> **TASK INSTRUCTIONS**
Pick out every line in the entries below that contains the word "deep".

> **DATA LINES**

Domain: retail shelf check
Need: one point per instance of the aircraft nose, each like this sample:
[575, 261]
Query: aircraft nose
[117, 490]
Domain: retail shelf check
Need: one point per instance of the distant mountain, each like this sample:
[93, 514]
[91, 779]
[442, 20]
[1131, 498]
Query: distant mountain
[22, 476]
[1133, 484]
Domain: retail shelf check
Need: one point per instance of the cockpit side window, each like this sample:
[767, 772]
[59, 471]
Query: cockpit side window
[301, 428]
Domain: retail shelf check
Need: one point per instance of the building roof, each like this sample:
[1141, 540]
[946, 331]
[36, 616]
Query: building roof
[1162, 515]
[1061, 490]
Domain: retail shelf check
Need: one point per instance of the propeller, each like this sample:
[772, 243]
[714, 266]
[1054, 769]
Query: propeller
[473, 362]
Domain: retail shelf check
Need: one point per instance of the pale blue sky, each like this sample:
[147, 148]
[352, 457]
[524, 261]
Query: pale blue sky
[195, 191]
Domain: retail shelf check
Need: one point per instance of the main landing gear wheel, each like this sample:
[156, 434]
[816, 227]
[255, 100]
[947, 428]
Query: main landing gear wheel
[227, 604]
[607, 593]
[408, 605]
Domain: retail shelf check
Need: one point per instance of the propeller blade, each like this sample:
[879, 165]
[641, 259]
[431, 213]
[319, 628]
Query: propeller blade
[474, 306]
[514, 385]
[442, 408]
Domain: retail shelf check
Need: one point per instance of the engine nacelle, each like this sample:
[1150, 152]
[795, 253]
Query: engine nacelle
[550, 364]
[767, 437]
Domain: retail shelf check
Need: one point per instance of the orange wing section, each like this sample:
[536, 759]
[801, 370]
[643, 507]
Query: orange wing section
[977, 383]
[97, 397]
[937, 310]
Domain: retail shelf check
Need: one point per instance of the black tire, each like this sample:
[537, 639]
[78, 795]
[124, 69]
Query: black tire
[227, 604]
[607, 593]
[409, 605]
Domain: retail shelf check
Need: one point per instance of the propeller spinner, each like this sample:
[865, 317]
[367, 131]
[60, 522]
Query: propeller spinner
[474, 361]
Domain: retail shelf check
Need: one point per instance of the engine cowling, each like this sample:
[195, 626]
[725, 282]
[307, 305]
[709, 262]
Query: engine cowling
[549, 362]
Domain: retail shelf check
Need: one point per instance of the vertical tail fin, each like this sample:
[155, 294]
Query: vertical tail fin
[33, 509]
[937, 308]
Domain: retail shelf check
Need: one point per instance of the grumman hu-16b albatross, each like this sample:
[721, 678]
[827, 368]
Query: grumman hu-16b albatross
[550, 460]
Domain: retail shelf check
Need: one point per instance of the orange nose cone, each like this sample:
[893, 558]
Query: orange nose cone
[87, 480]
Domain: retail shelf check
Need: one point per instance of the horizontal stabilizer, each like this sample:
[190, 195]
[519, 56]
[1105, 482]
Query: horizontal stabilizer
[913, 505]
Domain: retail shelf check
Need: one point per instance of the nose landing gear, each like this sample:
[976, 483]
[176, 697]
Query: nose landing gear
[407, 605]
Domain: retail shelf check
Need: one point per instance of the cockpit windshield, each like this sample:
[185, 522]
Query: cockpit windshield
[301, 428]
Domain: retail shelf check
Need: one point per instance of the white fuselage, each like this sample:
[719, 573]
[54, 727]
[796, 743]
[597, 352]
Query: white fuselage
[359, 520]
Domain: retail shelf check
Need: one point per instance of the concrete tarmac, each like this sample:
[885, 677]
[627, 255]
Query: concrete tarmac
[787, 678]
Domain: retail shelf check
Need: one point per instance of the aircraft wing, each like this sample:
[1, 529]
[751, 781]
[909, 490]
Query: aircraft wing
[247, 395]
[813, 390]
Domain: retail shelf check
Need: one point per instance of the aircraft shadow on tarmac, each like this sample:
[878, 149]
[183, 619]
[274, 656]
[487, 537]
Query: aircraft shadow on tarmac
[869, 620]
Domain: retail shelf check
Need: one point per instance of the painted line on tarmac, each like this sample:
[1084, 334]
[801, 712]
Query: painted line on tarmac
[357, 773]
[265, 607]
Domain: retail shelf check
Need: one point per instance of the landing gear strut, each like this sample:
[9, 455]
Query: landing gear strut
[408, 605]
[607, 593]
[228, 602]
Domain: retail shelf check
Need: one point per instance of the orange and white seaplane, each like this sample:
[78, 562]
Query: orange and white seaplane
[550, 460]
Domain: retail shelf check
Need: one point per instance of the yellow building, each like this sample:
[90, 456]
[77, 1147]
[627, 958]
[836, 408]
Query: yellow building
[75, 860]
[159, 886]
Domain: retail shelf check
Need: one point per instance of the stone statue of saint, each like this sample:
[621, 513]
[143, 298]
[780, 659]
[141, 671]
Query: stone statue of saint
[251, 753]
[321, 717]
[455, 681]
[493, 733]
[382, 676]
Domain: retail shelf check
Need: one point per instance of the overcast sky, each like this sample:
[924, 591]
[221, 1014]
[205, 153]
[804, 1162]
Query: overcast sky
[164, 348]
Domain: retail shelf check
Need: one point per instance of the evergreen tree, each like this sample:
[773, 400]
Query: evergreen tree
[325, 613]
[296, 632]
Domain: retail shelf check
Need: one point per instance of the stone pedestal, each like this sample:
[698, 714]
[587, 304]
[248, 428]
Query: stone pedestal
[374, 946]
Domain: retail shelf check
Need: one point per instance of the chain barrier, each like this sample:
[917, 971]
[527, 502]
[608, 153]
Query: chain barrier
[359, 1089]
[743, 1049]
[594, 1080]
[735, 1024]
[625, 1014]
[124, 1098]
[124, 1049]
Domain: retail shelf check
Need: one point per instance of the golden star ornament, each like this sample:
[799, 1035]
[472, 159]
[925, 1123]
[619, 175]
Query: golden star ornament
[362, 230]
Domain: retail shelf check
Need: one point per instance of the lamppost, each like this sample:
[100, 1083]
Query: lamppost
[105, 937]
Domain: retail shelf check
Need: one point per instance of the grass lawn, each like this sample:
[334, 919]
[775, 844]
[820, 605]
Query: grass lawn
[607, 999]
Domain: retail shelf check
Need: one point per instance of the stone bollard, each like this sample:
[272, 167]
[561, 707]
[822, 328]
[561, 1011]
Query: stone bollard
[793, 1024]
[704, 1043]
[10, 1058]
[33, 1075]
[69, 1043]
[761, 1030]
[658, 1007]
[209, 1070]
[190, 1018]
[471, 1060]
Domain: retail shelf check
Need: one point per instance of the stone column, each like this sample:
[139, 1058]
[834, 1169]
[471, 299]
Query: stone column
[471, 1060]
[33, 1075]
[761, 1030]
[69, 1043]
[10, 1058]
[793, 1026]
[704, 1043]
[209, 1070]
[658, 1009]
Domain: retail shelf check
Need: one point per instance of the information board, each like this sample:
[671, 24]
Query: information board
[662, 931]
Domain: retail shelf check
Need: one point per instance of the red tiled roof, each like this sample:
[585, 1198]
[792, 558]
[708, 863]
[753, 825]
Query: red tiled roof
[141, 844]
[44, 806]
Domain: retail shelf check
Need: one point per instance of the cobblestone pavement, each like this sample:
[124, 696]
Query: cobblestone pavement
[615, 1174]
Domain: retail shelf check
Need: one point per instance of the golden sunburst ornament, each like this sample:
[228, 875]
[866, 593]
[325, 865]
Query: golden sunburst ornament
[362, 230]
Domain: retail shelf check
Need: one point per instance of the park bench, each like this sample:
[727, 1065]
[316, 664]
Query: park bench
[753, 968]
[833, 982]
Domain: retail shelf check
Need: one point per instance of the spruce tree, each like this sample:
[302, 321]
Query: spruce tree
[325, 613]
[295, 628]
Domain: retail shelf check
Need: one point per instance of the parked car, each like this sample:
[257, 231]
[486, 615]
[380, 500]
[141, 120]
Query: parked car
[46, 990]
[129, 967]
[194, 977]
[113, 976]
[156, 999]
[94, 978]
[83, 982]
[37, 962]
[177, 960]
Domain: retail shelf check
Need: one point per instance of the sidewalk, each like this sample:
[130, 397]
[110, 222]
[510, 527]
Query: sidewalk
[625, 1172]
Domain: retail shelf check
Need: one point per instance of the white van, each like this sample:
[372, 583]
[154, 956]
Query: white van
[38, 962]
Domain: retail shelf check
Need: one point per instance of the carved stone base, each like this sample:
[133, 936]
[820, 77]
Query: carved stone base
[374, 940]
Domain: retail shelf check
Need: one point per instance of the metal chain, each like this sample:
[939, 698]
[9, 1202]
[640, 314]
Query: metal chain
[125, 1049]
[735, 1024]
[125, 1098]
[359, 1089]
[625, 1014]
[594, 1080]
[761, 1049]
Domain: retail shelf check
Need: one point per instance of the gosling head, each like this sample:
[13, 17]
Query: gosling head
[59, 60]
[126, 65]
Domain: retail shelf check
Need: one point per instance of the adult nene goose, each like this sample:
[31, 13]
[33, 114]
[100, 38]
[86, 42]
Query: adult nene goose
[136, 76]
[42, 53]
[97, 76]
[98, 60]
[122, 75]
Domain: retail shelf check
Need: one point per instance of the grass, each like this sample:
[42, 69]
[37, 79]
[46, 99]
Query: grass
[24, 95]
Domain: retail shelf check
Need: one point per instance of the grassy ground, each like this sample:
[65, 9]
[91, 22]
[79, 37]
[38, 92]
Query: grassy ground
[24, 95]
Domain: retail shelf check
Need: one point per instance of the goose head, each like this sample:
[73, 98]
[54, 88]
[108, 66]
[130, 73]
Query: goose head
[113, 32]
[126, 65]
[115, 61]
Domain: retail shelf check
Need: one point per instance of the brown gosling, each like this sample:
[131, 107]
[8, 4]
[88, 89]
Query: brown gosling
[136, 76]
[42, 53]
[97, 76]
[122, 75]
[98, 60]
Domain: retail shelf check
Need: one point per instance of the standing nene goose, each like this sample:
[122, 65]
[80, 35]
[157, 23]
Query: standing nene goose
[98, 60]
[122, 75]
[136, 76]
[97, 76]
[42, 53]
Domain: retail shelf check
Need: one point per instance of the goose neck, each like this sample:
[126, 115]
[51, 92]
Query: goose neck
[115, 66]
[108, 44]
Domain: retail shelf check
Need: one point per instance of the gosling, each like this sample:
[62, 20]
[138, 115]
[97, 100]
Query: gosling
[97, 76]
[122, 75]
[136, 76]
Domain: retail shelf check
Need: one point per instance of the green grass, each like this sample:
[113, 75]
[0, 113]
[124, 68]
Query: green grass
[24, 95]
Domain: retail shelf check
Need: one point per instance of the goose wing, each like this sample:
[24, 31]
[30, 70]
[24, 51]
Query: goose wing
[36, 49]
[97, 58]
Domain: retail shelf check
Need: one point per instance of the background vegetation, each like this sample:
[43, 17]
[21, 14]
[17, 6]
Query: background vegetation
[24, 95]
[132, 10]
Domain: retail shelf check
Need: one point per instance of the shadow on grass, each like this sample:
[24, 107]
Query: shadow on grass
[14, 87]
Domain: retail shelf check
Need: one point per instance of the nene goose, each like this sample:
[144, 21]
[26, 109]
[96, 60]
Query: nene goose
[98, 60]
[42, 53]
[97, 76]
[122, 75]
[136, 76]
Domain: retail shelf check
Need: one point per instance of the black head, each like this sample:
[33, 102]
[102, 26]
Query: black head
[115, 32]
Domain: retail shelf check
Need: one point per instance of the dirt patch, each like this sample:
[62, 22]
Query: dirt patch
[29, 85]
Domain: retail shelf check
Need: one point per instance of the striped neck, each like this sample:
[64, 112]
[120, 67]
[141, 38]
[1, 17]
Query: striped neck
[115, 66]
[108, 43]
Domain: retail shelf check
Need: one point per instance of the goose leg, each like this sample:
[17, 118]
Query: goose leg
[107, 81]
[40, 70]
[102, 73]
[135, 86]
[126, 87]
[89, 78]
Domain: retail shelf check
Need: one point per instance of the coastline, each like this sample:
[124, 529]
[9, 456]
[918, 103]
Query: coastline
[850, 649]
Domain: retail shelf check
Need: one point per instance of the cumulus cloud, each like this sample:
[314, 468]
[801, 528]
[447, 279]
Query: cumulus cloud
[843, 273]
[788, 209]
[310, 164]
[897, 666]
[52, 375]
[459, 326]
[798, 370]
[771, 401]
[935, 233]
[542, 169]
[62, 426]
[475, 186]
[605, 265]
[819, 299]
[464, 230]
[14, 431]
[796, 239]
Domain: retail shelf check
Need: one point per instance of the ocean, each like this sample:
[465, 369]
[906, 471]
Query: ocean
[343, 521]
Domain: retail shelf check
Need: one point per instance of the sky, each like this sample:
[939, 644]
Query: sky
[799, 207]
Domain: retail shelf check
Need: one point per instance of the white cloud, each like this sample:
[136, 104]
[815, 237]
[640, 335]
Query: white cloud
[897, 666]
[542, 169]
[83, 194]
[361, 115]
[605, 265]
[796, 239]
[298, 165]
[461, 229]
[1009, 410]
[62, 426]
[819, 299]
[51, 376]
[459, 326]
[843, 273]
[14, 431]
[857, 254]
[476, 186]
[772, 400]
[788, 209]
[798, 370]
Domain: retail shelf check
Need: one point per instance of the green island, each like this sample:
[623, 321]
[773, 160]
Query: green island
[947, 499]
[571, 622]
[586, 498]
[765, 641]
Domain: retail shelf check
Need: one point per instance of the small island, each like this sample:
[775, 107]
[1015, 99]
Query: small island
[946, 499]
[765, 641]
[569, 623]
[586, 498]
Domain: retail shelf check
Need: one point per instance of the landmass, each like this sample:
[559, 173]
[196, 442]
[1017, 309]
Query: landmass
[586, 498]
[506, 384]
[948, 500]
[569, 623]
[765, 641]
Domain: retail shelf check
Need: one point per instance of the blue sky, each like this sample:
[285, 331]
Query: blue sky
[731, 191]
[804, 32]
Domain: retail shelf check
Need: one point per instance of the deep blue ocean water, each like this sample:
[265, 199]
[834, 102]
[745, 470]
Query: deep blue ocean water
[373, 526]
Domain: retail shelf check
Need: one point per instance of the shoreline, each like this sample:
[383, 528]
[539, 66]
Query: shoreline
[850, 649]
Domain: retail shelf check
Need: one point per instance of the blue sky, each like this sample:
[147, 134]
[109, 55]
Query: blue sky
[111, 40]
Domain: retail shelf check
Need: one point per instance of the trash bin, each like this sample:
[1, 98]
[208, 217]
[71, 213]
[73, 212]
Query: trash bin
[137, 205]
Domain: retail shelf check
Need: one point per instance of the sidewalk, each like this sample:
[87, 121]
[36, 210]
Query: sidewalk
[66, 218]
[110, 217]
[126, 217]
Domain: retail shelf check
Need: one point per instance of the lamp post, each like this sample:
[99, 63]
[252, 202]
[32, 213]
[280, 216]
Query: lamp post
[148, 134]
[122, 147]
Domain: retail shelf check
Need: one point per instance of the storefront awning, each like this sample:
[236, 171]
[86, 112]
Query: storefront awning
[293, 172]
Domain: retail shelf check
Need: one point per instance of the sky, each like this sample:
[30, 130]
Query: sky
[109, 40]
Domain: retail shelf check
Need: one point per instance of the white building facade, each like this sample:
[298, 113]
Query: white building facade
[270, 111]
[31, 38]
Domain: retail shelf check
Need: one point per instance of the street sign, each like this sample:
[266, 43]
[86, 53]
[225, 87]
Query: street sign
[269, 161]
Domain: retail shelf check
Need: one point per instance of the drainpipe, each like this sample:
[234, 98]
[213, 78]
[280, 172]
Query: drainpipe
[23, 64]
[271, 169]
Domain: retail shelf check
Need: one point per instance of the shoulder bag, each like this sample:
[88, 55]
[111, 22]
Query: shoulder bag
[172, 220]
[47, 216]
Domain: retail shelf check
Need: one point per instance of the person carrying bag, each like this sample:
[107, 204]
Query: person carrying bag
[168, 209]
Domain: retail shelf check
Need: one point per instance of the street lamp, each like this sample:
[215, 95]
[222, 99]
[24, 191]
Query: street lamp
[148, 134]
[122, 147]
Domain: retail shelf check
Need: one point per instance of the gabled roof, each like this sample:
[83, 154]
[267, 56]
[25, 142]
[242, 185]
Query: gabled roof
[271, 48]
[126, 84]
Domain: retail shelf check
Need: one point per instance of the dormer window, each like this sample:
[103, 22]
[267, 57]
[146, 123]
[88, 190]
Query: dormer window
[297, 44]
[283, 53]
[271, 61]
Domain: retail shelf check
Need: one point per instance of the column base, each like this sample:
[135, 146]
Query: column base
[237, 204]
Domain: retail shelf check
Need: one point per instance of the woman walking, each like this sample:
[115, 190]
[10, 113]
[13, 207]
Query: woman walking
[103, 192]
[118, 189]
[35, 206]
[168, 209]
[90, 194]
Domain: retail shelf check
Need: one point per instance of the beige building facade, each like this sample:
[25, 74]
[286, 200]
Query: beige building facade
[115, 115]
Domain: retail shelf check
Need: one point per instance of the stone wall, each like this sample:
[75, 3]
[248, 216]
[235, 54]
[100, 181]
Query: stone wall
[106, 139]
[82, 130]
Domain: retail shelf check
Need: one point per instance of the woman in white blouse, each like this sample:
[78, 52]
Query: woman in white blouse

> **OUTPUT OF THE TASK**
Need: one point per instance of the deep blue ocean water, each like this sample:
Query: deep blue ocean water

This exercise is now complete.